[Dataset records]

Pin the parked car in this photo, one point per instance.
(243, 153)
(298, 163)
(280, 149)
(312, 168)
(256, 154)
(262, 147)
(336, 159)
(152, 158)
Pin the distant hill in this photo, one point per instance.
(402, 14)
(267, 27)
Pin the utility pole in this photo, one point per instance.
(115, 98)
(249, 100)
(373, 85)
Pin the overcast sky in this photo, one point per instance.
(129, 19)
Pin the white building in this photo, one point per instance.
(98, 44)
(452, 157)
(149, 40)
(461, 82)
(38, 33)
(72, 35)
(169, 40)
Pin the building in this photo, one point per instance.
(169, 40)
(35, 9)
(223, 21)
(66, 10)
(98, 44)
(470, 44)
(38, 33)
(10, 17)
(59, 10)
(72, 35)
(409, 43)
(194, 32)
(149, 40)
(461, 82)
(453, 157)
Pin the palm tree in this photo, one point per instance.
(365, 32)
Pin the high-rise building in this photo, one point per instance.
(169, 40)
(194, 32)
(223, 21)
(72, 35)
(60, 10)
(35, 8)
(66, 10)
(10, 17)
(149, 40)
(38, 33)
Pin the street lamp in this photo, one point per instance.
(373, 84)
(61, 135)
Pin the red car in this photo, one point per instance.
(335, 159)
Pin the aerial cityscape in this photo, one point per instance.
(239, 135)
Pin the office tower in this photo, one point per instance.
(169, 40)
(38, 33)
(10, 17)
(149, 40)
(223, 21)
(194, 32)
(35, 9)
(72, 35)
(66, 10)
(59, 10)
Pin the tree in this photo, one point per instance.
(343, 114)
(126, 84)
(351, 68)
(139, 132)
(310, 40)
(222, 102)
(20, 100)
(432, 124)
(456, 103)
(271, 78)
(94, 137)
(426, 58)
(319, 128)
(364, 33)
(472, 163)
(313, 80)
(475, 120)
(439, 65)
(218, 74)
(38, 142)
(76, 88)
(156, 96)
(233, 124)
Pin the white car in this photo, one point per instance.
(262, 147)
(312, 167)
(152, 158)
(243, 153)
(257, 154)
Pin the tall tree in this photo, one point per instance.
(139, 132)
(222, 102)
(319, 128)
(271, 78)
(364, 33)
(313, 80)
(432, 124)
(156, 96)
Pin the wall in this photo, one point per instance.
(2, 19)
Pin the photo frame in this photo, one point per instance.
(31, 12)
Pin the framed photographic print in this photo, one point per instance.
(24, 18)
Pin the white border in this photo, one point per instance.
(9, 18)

(What is expected):
Transcribe the entries above exactly.

(Task output):
Pin the parked car in this photo, one point per instance.
(243, 153)
(298, 163)
(280, 149)
(312, 168)
(256, 154)
(262, 147)
(336, 159)
(152, 158)
Pin the distant hill in this photo, one point per instance.
(402, 14)
(267, 27)
Pin the utility pole in this photo, one point per instance.
(115, 98)
(249, 100)
(373, 85)
Pin the overcast sky in this photo, one point per instance.
(129, 19)
Pin the white building in this photo, one point per instance.
(98, 44)
(452, 157)
(149, 40)
(461, 82)
(38, 33)
(72, 35)
(169, 40)
Pin the building in this photo, one point per instance.
(169, 40)
(35, 9)
(223, 21)
(66, 10)
(98, 44)
(470, 44)
(38, 33)
(10, 17)
(59, 10)
(72, 35)
(409, 43)
(194, 32)
(149, 40)
(461, 82)
(453, 157)
Pin the palm tree in this photo, one point per instance.
(365, 32)
Pin the high-rise building in this photo, one point per instance.
(169, 40)
(194, 32)
(223, 21)
(72, 35)
(60, 10)
(35, 8)
(66, 10)
(10, 17)
(149, 40)
(38, 33)
Pin the street lamp in this photo, one point per instance.
(373, 84)
(61, 135)
Pin the red car in this photo, one point per instance.
(335, 159)
Pin the aerial cityscape in this photo, one point per instance.
(239, 135)
Pin the office tower in this photo, one point per instance.
(169, 40)
(38, 33)
(10, 17)
(149, 40)
(223, 21)
(194, 32)
(35, 9)
(72, 35)
(66, 10)
(59, 10)
Pin the tree in this photo, one point per instance.
(343, 114)
(126, 84)
(351, 68)
(139, 132)
(310, 40)
(222, 102)
(20, 100)
(432, 124)
(456, 103)
(271, 78)
(94, 137)
(426, 58)
(319, 128)
(364, 33)
(472, 163)
(313, 80)
(475, 120)
(439, 65)
(218, 74)
(38, 142)
(76, 88)
(156, 96)
(233, 124)
Pin the white car in this photo, one point per instance.
(262, 147)
(312, 167)
(152, 158)
(243, 153)
(257, 154)
Pin the tall tree in this photo, one point per instance.
(139, 132)
(222, 102)
(319, 128)
(271, 78)
(364, 33)
(313, 80)
(432, 124)
(156, 96)
Pin the wall in this photo, one point per instance.
(2, 19)
Pin the photo frame in this photo, one point per instance.
(31, 12)
Pin the framed photographic print in this photo, one point per instance.
(24, 18)
Pin the white border in this photo, one point per instance.
(9, 18)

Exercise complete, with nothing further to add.